### Complete the following
1. Answer these questions from the passage on cyber operations:
(a) In Corn's example, what does Cyber Command change after getting into the system?
(b) Which nation would consider changing information or slowing a system a sovereign violation?
(c) In which resource did top legal minds attempt to answer these questions?
2. Please quote the passage on cyber operations, starting with "And each nation" and going on through "lot, says Corn.".

====== Text section

If Russia tried to defeat Ukrainian morale or conduct information operations against Ukraine, the U.S. could use a cyber operation to undermine or thwart their ability to send messages in some way, says the government official, and this wouldn't be a use of force, depending on the technique they used and the effect it had on Russian systems.
Corn offers a different example in which Cyber Command discovers the username and password for the administrator of a system being used to launch cyberattacks against Ukraine and gets into the system to change the password.
“[S]o now you've locked out the system user. You've had a disruption effect, but you haven't done anything to harm the system whatsoever,” he says. “That’s eons away from destroying [or] causing damage that would begin to implicate use-of-force questions. “
As for what kinds of activity would qualify as a use of force or armed attack or otherwise escalate the conflict, this is difficult to say because so many of the legal questions around cyber conflict and thresholds are still unresolved, the experts say. Even top legal minds that attempted to answer these questions in the Tallinn Manual — one of the primary resources for assessing cyber operations against international law — failed to agree on many scenarios.
“We could take down a network and as long as there is no kinetic effect and doesn’t cause injury, some could argue that would not be a use of force,” says the government official. “But this is an unsettled question…. We use these operations in a way that we avoid [crossing] the lines, but no one knows what the lines are. They’re forming every day.”
And each nation draws the lines differently.
“[If you’re] changing information, making a system slow down or stop operating temporarily or permanently… France would consider this a sovereign violation,” he notes. “But other nations would think it did not violate sovereignty and international law.”
What individual states say about how they interpret different actions and what they will tolerate matters a lot, says Corn.
“More and more states have been making pronouncements about their views on international law and cyber,” he notes. “But there’s still a lot of ambiguity on the edges of a lot of these rules.”
If a U.S. offensive cyber operation hasn’t killed anyone or done injury, an argument could be made that it’s not an armed attack, the government official says. But if a cyber operation renders equipment permanently inoperable, experts disagree on whether this is an armed attack.

============
====== Extracted material

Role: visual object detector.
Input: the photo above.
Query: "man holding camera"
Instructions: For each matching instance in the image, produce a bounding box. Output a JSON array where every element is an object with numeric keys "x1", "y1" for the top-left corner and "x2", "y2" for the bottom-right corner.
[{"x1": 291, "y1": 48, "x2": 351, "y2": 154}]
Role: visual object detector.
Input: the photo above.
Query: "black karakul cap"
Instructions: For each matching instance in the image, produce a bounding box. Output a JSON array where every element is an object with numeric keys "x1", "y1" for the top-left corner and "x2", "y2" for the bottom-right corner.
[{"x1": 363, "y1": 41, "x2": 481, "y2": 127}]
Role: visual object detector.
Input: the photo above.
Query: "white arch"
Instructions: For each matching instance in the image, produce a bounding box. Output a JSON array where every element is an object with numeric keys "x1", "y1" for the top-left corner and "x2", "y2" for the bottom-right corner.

============

### Worked answers
1.
(a) The password of the system's administrator.
(b) France.
(c) The Tallinn Manual.

2.
And each nation draws the lines differently.
“[If you’re] changing information, making a system slow down or stop operating temporarily or permanently… France would consider this a sovereign violation,” he notes. “But other nations would think it did not violate sovereignty and international law.”
What individual states say about how they interpret different actions and what they will tolerate matters a lot, says Corn.